Dataset entries
<<<<
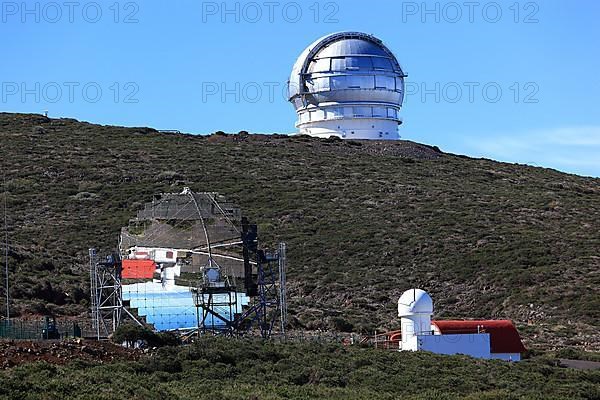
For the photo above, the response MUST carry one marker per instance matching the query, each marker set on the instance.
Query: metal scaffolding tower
(106, 295)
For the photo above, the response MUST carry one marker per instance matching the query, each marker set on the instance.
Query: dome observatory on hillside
(349, 85)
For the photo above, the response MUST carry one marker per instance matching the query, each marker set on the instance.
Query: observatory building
(490, 339)
(349, 85)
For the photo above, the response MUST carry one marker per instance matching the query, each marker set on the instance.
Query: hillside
(363, 221)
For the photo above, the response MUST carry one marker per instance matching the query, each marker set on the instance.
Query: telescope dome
(350, 85)
(413, 302)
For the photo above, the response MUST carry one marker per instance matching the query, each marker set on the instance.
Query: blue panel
(169, 308)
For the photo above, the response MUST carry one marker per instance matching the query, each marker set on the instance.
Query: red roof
(138, 269)
(504, 337)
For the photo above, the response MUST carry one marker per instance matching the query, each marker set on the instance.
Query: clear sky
(508, 80)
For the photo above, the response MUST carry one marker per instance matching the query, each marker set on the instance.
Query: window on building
(379, 112)
(384, 82)
(382, 63)
(362, 111)
(338, 64)
(361, 82)
(338, 82)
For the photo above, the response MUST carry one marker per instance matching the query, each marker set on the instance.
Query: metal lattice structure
(233, 286)
(106, 295)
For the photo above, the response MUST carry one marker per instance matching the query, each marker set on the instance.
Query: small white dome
(414, 301)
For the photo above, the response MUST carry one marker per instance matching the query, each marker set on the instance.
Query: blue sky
(512, 81)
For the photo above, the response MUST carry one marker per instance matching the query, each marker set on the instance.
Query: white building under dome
(349, 85)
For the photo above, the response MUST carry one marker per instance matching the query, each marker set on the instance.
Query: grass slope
(363, 221)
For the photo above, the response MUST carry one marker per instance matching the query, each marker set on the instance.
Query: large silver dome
(347, 84)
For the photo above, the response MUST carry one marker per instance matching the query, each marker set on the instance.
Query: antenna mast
(6, 251)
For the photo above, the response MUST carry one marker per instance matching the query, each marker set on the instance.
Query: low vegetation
(251, 369)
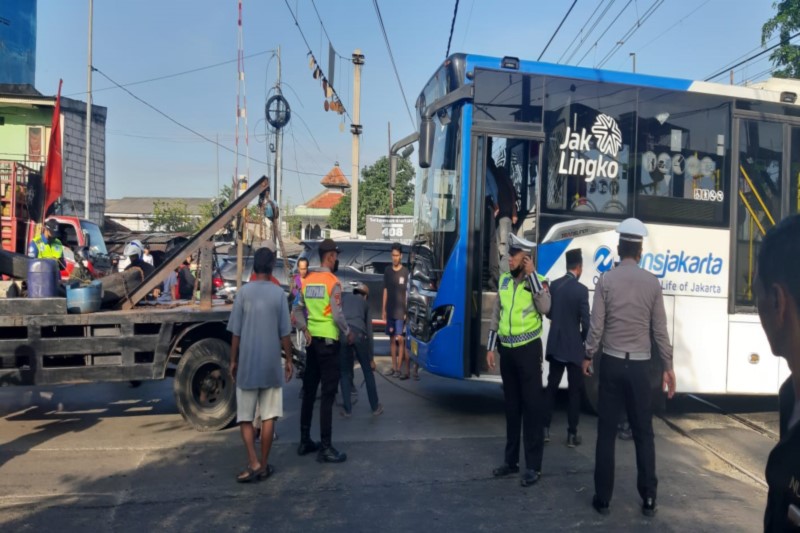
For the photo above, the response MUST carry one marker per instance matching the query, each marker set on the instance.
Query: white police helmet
(632, 229)
(518, 244)
(133, 248)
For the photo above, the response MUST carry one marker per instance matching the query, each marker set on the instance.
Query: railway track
(742, 443)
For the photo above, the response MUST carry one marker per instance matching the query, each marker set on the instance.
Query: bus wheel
(204, 389)
(591, 388)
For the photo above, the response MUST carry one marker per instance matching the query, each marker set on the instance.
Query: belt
(633, 356)
(523, 337)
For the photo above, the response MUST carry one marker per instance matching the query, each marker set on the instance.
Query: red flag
(52, 168)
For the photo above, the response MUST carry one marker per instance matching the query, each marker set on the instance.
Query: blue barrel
(43, 278)
(84, 299)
>>>>
**The problem**. Copy out all the data above exactly as written. Skip the pictures.

**Response to this exercise**.
For the photo above, the response MUST carry one marker per instance matching the query, each marker set on the instance.
Query: metal scaffolding tower
(106, 295)
For the photo above, the response MUST carry one marker per instance matching the query, each marker set on the instance.
Query: dome observatory on hillside
(349, 85)
For the photo above, the response MUST carry one marker per instance matching the query, each marker set on the instance.
Query: observatory building
(490, 339)
(349, 85)
For the photo above, the response MUST carry one marker per instance matching the query, each marker set on the instance.
Query: hillside
(363, 221)
For the photo above, the response MUST carry one marker per instance matching the query, each marker set on the instance.
Query: telescope dome
(350, 85)
(413, 302)
For the photo above, the response MUST carry one marker per instance matching the query, each marker set on the instance.
Query: blue panel
(169, 308)
For the photo above, the response MUST carry one marker per instance matching the query, each marker set on the instance.
Query: red roof
(138, 269)
(504, 337)
For the photo above, the response MUST carry one marker per instance matching the query, each marker set on the instance.
Query: clear sky
(508, 80)
For the photo above, the response MUST carry one marker per instance matching the query, each marker set on the instance.
Query: window on building
(379, 112)
(384, 82)
(382, 63)
(362, 111)
(338, 64)
(361, 82)
(338, 82)
For the photo above, the response MUST carry one marker per instance matching the query, each marker set on the instance.
Query: metal lattice structure
(233, 286)
(106, 295)
For the photo above, the response MUST carry one marker per instance matching the query, each marker set on the instance.
Query: small white dome
(414, 301)
For the photo above, the response MUST carry one marker per instance matching the query, each marker set on the instance.
Query: blue sky
(512, 81)
For the photo above, the response MUST carry one marker per instance matching the query, each marker set on the instance.
Query: white building under dome
(349, 85)
For the photo above, the response MUST carry one marker per instance matching the query, each marker set on the instance.
Query: grass slope
(363, 221)
For the photo above, the response MUST carry one marker per instance matching the query, each marker set on the instance.
Query: large silver dome
(347, 84)
For the photo above, the response MUST carry one marker per instance matching the query, each marker set on the instance.
Query: antenna mast
(6, 251)
For the photo above, the response MUST carry one marker per instance matching the query, each marker set on the instance.
Query: low vegetation
(251, 369)
For the photo above, the response MUST carry one marker per instance matching the query, each marker set on the instance.
Query: white police helmet
(632, 229)
(518, 244)
(133, 248)
For the photo above, the response MUST carry one marker per instance matching the query, each marker set on the instance.
Query: railway track
(742, 443)
For the photo above, the response MUST carry one marker per instance matching the query, each marker set on the instance.
Query: bus wheel
(204, 389)
(591, 388)
For the photo above, the response MUST carry one marker per instance matching the query, each marker set on the instance.
Query: belt
(633, 356)
(523, 337)
For the photo above, the response MUST carry one marker per instance matching the query, each marker set on the instance.
Query: red flag
(52, 168)
For the photo above, the response MUST carry one marker per instance matching the query, each marker set on the instance.
Query: blue barrel
(43, 278)
(84, 299)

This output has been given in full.